---------- Recorded information ----------

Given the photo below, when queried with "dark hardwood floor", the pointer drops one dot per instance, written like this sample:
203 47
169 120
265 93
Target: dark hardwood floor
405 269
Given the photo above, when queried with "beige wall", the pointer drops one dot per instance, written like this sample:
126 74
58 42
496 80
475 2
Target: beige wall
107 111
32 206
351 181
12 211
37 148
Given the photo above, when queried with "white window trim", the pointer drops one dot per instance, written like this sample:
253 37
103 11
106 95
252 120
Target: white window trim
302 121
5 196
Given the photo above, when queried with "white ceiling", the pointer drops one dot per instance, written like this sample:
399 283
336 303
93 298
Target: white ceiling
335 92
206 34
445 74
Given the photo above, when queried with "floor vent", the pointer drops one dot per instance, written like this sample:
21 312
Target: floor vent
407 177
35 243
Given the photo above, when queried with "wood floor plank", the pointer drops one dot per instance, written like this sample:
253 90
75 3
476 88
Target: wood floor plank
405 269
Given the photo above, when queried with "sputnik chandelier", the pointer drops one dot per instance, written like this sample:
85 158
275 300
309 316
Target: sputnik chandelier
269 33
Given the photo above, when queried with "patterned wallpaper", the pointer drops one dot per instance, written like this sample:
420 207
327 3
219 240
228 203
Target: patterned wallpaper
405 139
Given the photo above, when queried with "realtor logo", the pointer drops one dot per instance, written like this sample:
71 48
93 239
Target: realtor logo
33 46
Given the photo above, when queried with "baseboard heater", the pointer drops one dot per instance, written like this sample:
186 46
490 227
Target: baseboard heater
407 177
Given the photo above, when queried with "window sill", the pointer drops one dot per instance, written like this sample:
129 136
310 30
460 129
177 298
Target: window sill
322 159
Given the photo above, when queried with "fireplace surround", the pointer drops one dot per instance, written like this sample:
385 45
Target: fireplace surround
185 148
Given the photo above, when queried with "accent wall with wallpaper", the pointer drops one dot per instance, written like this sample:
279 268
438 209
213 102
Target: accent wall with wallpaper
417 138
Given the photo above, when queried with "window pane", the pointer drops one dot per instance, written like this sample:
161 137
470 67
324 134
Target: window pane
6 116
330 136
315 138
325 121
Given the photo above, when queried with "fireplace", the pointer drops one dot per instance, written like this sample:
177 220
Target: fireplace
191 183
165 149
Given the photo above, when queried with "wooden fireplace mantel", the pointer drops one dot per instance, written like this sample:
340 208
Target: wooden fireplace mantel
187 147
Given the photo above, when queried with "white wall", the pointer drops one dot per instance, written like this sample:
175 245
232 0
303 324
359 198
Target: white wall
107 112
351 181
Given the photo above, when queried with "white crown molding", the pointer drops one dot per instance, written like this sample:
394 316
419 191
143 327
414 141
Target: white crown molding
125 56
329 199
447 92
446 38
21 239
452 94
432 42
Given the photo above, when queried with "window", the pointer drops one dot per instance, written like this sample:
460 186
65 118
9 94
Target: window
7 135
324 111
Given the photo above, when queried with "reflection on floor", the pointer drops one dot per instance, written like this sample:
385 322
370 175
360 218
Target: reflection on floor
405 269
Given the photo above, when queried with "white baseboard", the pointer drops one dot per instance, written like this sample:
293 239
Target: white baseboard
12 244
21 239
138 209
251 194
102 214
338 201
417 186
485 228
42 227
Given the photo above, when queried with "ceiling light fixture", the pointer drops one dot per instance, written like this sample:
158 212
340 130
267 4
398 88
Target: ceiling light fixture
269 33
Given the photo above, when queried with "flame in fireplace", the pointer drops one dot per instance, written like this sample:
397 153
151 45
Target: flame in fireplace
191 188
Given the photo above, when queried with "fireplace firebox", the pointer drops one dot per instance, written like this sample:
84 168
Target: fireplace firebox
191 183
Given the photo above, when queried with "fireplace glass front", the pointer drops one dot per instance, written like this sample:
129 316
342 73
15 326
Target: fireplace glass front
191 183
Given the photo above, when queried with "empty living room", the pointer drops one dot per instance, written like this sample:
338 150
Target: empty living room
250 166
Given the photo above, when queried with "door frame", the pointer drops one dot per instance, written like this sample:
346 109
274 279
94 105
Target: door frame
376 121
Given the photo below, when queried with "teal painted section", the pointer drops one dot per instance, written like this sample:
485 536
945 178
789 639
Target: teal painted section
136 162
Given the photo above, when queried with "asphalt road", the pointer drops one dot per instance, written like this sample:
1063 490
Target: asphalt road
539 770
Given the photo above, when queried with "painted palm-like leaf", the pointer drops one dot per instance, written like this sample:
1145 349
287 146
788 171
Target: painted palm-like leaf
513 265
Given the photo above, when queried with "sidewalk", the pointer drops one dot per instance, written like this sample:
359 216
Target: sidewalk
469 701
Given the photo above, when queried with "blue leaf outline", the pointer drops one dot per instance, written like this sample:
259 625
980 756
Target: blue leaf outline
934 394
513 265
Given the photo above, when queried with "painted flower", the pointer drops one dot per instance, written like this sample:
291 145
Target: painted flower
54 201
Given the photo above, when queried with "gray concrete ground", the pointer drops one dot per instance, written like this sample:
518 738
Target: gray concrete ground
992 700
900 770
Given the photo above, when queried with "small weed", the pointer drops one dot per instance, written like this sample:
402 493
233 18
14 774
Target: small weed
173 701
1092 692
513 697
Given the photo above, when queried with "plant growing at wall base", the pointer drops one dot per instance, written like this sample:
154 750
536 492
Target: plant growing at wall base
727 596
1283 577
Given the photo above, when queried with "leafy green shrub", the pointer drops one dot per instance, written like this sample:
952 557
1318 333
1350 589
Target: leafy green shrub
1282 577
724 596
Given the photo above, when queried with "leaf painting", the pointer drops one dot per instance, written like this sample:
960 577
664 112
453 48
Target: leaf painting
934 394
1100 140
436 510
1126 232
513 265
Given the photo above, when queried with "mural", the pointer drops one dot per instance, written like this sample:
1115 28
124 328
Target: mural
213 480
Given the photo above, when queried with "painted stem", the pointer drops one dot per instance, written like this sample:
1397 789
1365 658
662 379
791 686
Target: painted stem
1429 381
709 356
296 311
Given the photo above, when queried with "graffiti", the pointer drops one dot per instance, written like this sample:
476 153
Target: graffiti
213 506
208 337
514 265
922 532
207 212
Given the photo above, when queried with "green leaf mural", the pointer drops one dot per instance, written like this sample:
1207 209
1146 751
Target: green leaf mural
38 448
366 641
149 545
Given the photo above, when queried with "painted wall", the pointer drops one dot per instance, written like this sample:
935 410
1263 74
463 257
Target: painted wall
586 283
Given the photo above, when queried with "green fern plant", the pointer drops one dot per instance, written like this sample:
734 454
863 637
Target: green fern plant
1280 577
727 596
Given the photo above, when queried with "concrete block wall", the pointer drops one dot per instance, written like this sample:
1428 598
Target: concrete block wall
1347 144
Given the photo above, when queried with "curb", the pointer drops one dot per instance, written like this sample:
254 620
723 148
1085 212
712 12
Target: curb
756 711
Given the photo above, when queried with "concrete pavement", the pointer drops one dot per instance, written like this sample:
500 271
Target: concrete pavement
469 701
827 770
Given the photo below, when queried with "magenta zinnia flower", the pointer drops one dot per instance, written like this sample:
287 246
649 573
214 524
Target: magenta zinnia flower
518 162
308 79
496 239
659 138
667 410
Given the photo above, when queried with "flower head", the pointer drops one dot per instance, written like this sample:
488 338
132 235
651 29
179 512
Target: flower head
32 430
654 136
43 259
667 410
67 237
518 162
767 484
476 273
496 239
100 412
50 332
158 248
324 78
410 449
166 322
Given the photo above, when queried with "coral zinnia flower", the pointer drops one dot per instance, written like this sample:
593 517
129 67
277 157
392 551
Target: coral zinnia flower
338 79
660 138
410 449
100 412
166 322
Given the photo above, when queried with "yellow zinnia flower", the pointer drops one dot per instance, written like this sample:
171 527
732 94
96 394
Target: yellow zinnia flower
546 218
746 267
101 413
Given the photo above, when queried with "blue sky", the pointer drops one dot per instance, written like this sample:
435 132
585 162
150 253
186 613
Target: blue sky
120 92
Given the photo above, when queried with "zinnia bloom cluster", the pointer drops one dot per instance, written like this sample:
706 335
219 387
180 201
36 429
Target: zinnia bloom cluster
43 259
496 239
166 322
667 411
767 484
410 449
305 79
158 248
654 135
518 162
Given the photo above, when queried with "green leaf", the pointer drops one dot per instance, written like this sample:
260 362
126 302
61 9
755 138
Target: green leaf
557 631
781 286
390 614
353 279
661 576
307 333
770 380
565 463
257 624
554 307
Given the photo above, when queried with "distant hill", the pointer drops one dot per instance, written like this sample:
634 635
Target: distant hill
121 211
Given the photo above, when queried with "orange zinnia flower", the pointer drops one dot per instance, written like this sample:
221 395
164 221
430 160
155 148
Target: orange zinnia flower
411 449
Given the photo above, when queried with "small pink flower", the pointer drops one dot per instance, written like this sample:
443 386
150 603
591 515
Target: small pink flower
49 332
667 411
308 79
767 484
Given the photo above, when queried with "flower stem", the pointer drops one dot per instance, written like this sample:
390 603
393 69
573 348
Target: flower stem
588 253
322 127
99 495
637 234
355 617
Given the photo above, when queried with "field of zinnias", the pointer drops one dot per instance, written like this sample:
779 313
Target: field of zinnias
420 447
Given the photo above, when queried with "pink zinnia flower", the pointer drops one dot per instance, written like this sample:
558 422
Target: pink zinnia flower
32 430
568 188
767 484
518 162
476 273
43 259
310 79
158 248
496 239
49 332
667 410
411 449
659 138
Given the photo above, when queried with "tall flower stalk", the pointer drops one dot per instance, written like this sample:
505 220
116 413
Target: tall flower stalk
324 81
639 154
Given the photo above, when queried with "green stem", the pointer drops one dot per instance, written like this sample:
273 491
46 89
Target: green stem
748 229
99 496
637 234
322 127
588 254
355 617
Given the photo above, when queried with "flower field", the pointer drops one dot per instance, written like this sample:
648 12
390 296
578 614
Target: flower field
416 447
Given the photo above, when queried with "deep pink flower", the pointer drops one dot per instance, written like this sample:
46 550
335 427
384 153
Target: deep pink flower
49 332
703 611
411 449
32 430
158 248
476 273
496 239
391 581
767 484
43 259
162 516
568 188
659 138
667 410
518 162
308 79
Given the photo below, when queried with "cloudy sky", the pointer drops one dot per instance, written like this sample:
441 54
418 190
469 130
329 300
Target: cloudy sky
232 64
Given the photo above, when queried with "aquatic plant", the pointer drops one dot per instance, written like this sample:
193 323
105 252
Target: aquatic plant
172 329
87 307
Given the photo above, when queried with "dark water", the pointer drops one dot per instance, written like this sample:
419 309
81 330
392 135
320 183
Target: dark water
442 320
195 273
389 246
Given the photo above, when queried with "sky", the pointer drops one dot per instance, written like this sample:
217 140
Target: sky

----------

#### What you will do:
Pull out every line in the records above that contains the word "tall", and copy each line in full.

#### Worked answer:
Given the photo above, when queried with "tall flower stalk", the pointer drops one dot per instance, written like this sample:
Target: tall flower stalk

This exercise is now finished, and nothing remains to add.